━━━━━ EXERCISE PASSAGE ━━━━━
When is Lac operon turned on and When is it turned off?

It depends on presence of lactose and Glucose in bacterial environment. The operon is turned on when available food source of bacteria is only lactose.

Introduction : this operons codes for 3 enzymes involved in the catabolism of lactose sugar . lac Z codes for beta Galactosidase which hydrolizes lactose to Glucose and Galactose , lac Y codes for permease which facilitates the movement of Galactose into the cell , lac A gene whose function is not known.

The regulatory portion of this operons consists of 3 sites and 1 repressor gene . the first site is CAP binding site , the second is promoter site , the third is operator site . the repressor gene lacl codes for a repressor protein .

Turned off Completely when Glucose is the only sugar available or no Glucose nor lactose or large amount Glucose with lactose

the repressor gene produces repressor protein which binds to the operator site which is downstream of promoter site and this blocks progress of RNA polymerase so no transcription from genes of metabolic pathway (structural genes). Because Glucose is available adenyl cyclase is inhibited so no cAMP is available to combine with CAP protein and so no active CAP so cannot bind CAP binding .
━━━━━
AIM OF THE TASK:
Extend the lac operon passage, starting right after its last sentence.
━━━━━ ENTRIES SUPPLIED ━━━━━
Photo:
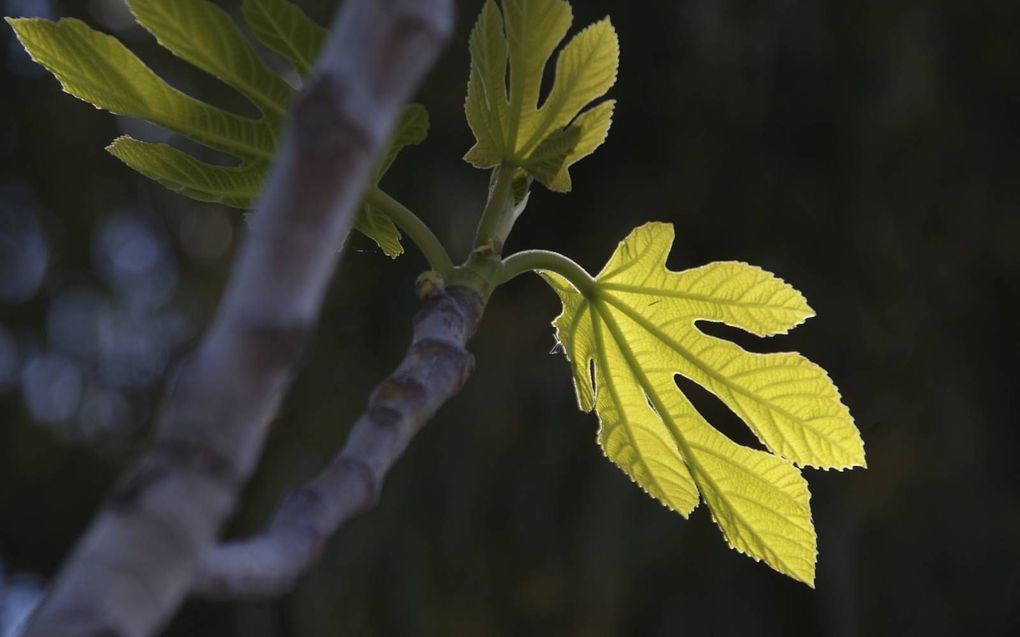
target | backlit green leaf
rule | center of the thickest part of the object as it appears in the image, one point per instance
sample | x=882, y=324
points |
x=507, y=121
x=285, y=29
x=183, y=173
x=99, y=69
x=200, y=33
x=630, y=336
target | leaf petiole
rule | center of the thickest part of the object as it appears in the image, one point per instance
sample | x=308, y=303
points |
x=500, y=204
x=536, y=260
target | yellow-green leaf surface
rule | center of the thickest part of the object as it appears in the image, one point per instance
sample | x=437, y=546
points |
x=99, y=69
x=634, y=331
x=507, y=120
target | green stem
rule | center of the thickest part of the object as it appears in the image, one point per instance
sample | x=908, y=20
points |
x=500, y=204
x=533, y=260
x=414, y=227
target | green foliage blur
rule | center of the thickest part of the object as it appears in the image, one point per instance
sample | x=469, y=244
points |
x=864, y=152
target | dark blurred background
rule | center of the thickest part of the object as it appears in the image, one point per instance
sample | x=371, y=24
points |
x=865, y=152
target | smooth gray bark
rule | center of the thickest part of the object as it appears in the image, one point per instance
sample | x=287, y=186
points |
x=136, y=563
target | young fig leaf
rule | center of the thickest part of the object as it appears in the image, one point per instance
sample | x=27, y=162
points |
x=634, y=331
x=99, y=69
x=509, y=124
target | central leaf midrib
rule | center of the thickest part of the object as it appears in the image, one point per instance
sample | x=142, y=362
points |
x=664, y=414
x=614, y=393
x=678, y=294
x=708, y=370
x=236, y=81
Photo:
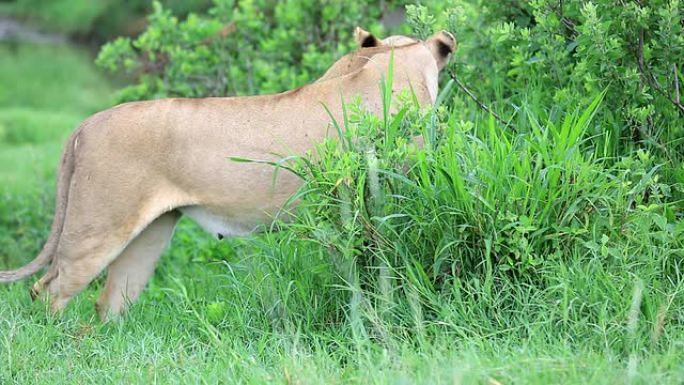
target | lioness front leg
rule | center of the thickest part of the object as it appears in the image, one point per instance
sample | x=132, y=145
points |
x=128, y=275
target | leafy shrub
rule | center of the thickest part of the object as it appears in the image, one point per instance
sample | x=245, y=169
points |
x=558, y=54
x=238, y=48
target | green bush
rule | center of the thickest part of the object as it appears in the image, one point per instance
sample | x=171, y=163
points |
x=238, y=48
x=558, y=54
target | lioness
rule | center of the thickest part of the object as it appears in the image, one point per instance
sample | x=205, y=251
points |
x=128, y=173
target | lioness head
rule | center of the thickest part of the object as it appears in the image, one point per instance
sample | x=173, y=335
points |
x=442, y=44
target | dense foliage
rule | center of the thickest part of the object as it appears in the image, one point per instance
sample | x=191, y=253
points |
x=238, y=48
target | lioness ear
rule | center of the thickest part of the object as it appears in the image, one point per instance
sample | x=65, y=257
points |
x=365, y=39
x=442, y=45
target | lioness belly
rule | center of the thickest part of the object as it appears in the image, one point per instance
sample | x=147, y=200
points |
x=216, y=224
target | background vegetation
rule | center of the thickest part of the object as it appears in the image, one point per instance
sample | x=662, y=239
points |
x=542, y=243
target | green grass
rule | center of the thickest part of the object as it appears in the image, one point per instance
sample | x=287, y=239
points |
x=512, y=258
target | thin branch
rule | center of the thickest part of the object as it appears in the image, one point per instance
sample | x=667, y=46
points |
x=479, y=103
x=676, y=74
x=651, y=80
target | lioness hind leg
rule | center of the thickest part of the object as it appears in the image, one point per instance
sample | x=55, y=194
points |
x=78, y=263
x=128, y=275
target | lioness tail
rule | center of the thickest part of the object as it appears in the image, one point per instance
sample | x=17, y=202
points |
x=64, y=179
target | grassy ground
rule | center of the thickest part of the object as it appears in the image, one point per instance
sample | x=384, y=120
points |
x=273, y=310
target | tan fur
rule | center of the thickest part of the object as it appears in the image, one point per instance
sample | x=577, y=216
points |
x=129, y=172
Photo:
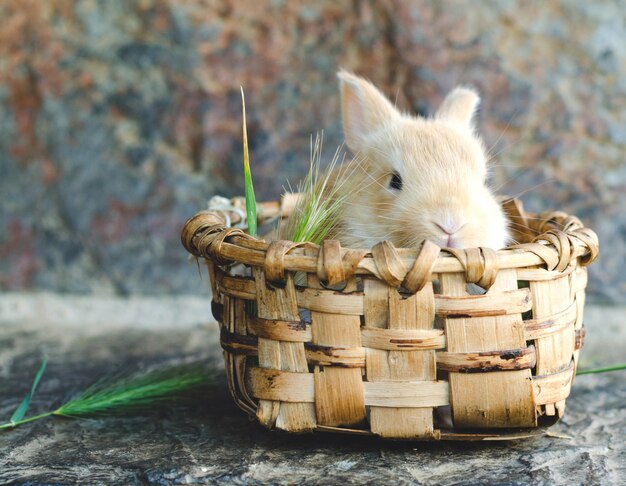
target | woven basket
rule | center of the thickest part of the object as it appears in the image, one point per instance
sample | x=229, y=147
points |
x=388, y=340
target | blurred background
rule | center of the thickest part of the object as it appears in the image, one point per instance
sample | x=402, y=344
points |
x=119, y=120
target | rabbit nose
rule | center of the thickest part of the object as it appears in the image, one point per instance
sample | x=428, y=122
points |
x=450, y=227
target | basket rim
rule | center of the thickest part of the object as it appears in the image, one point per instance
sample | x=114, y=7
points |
x=562, y=239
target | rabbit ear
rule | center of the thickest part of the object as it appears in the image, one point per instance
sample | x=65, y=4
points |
x=459, y=106
x=364, y=110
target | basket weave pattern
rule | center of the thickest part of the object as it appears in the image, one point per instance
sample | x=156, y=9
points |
x=378, y=341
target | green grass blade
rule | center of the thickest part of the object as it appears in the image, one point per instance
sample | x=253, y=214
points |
x=250, y=199
x=606, y=369
x=21, y=410
x=135, y=391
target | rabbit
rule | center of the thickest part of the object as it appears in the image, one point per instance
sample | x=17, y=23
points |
x=419, y=178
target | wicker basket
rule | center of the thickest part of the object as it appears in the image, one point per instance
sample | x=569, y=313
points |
x=385, y=341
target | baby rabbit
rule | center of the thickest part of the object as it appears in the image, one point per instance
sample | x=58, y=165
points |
x=418, y=178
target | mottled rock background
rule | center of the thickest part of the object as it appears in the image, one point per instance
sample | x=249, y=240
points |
x=119, y=119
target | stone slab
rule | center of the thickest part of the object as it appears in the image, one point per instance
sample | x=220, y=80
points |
x=208, y=440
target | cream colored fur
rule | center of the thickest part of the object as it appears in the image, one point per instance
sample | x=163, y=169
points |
x=442, y=164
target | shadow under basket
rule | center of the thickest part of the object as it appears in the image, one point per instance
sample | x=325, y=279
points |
x=425, y=343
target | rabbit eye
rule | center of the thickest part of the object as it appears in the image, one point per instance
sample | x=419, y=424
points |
x=396, y=181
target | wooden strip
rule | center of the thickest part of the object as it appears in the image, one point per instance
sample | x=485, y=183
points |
x=343, y=357
x=331, y=302
x=403, y=339
x=580, y=338
x=281, y=304
x=406, y=394
x=541, y=274
x=508, y=302
x=240, y=287
x=554, y=351
x=290, y=331
x=578, y=284
x=281, y=386
x=538, y=328
x=238, y=344
x=553, y=388
x=252, y=253
x=398, y=334
x=496, y=399
x=512, y=359
x=338, y=390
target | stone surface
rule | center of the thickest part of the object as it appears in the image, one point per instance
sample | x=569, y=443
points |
x=209, y=441
x=119, y=119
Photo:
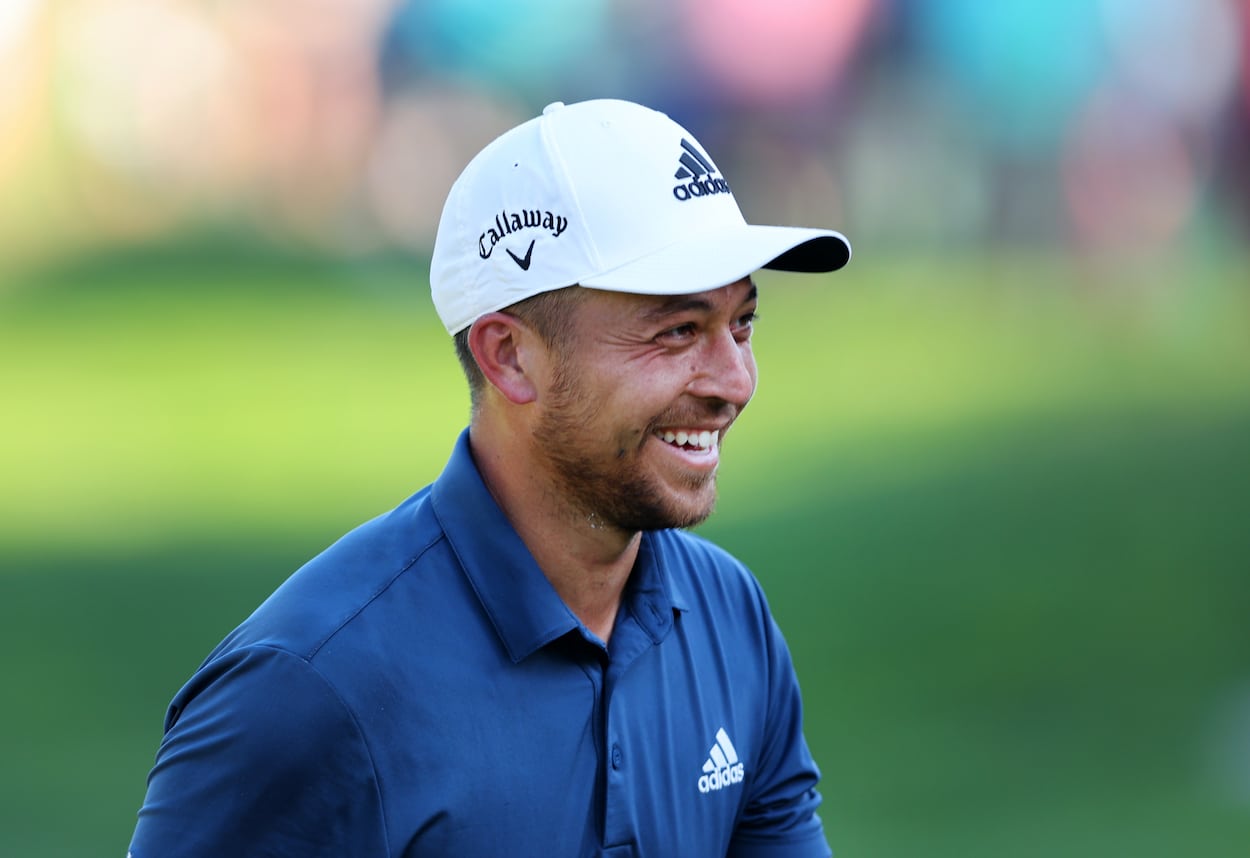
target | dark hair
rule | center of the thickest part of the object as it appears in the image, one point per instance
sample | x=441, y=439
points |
x=549, y=314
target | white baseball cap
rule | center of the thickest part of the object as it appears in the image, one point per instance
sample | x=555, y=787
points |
x=604, y=194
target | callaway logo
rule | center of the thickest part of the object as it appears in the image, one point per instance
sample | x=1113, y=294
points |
x=524, y=262
x=514, y=222
x=700, y=170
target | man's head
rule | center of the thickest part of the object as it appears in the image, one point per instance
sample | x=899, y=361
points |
x=594, y=270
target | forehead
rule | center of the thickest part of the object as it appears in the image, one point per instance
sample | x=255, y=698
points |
x=644, y=308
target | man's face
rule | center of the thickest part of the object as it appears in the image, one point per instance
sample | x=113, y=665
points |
x=633, y=420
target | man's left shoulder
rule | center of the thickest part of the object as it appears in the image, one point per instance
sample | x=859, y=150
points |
x=699, y=565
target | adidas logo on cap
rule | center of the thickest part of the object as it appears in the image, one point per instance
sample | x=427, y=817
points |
x=723, y=768
x=700, y=171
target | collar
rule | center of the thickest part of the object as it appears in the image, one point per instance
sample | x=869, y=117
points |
x=520, y=602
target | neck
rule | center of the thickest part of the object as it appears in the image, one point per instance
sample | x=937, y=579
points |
x=585, y=560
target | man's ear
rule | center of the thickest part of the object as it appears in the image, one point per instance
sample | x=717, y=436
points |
x=501, y=345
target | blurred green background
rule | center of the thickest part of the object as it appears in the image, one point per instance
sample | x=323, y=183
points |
x=995, y=480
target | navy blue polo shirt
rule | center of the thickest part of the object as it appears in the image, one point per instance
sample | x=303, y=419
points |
x=420, y=689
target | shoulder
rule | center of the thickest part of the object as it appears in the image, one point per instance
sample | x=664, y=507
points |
x=708, y=575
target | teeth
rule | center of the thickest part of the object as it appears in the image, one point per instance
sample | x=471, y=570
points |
x=703, y=440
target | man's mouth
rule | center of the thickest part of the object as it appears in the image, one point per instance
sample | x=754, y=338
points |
x=690, y=439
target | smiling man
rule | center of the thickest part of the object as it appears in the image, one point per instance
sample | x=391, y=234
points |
x=530, y=656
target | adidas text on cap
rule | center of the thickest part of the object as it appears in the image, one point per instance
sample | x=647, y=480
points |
x=604, y=194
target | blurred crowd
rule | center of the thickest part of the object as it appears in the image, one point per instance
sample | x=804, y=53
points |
x=1100, y=125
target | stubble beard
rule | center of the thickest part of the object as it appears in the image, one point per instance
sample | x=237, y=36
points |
x=611, y=490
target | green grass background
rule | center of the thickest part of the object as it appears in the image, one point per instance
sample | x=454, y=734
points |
x=999, y=504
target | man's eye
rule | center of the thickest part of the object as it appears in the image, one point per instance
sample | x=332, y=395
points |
x=680, y=330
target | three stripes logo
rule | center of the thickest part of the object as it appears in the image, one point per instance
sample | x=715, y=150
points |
x=723, y=767
x=700, y=173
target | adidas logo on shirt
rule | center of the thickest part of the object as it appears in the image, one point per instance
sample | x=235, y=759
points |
x=723, y=767
x=699, y=170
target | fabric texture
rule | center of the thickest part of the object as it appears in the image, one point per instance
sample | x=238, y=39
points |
x=420, y=689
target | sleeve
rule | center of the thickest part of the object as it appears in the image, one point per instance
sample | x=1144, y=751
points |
x=780, y=819
x=260, y=757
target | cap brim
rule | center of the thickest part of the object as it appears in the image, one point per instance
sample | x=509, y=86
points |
x=709, y=262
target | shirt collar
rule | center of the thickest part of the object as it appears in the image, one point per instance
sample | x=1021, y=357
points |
x=524, y=608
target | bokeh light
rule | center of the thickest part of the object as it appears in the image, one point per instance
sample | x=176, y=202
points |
x=1024, y=65
x=774, y=51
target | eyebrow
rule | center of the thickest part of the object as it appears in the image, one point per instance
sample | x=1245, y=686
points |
x=678, y=304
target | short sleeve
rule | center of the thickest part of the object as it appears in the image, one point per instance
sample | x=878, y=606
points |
x=260, y=757
x=780, y=818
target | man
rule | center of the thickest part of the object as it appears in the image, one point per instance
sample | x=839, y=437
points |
x=528, y=657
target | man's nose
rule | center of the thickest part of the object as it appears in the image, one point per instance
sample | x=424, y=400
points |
x=725, y=370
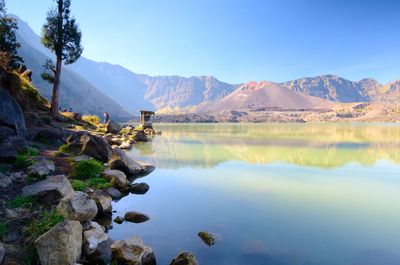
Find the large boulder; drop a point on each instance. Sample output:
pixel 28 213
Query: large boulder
pixel 41 167
pixel 103 201
pixel 132 251
pixel 79 206
pixel 119 160
pixel 96 147
pixel 113 127
pixel 97 245
pixel 184 258
pixel 11 114
pixel 136 217
pixel 52 189
pixel 116 177
pixel 60 245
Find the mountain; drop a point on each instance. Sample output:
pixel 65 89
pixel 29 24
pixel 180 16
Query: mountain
pixel 330 87
pixel 264 95
pixel 176 91
pixel 75 91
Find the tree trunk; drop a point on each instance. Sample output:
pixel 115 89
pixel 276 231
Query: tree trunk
pixel 55 98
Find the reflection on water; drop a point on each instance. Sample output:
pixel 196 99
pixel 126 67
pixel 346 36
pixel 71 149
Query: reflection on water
pixel 280 194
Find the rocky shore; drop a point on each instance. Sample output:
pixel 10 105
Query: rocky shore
pixel 58 178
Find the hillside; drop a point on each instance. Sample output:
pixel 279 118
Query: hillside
pixel 255 96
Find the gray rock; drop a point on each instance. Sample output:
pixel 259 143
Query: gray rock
pixel 116 177
pixel 136 217
pixel 11 114
pixel 103 201
pixel 79 206
pixel 41 167
pixel 139 188
pixel 113 127
pixel 52 189
pixel 97 245
pixel 184 258
pixel 114 193
pixel 132 251
pixel 60 245
pixel 119 160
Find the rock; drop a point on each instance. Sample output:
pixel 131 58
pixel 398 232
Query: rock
pixel 79 206
pixel 139 188
pixel 113 127
pixel 119 220
pixel 136 217
pixel 116 177
pixel 132 251
pixel 41 167
pixel 114 193
pixel 207 237
pixel 95 147
pixel 125 145
pixel 52 189
pixel 103 201
pixel 97 245
pixel 2 252
pixel 11 114
pixel 5 181
pixel 184 258
pixel 60 245
pixel 119 160
pixel 8 152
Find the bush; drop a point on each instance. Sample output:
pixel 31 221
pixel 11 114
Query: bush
pixel 87 169
pixel 47 220
pixel 22 202
pixel 93 119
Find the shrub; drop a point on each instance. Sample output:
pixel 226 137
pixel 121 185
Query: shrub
pixel 47 220
pixel 93 119
pixel 22 202
pixel 87 169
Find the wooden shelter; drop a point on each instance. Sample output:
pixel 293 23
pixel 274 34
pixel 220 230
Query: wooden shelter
pixel 145 118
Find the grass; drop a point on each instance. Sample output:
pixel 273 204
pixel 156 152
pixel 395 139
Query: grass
pixel 98 183
pixel 87 169
pixel 47 220
pixel 22 202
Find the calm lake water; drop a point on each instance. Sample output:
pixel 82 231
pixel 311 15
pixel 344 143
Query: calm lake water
pixel 273 194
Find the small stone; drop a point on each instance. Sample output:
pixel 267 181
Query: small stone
pixel 136 217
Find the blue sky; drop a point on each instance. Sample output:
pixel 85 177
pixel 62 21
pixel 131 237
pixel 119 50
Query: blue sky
pixel 237 41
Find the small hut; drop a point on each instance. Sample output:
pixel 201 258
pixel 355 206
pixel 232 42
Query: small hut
pixel 145 118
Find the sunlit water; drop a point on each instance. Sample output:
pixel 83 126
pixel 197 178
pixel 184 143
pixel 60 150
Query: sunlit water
pixel 273 194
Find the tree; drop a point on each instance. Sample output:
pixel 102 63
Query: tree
pixel 8 40
pixel 62 36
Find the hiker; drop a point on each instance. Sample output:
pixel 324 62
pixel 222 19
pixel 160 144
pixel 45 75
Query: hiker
pixel 106 117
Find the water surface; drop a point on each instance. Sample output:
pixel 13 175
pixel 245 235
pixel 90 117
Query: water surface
pixel 273 194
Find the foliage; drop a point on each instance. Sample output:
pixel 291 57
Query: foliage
pixel 87 169
pixel 22 202
pixel 8 40
pixel 46 221
pixel 93 119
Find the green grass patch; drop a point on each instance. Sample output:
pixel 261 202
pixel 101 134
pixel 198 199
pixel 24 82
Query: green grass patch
pixel 22 202
pixel 47 220
pixel 87 169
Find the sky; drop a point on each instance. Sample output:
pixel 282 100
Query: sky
pixel 237 40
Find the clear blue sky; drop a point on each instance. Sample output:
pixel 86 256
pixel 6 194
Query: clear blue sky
pixel 237 40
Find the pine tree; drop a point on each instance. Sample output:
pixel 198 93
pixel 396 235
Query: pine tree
pixel 62 36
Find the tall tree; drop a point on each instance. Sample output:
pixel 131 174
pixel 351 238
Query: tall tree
pixel 8 41
pixel 63 37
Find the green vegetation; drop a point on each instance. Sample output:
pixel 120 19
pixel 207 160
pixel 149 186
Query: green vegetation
pixel 22 202
pixel 47 220
pixel 92 119
pixel 87 169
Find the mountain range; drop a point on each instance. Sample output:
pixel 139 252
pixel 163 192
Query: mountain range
pixel 94 87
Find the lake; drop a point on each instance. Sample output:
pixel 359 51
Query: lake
pixel 273 194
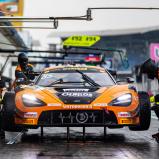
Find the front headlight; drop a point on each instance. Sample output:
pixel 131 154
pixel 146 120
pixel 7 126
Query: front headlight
pixel 124 100
pixel 32 101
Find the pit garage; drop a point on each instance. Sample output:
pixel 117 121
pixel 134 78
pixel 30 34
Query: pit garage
pixel 77 94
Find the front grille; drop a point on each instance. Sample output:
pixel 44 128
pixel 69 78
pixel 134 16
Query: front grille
pixel 76 118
━━━━━
EXPECTED ANSWER:
Turned on Completely there is no Glucose but only lactose present

small amount of lactose is converted into allo lactose that binds to repressor protein and changes its conformation so it cannot bind to operator site . because no Glucose is available adenyl cyclase is available and produces cAMP which also binds to CAP protein to form active CAP which binds to CAP binding site. This allows RNA polymerase to effectively initiate transcription continously.

Turned on not completely When Glucose (little amount ) with lactose :

little cAMP is produced and cannot bind CAP protein to Form active CAP , while Allolactose will bind repressor protein to prevent it from binding to operator.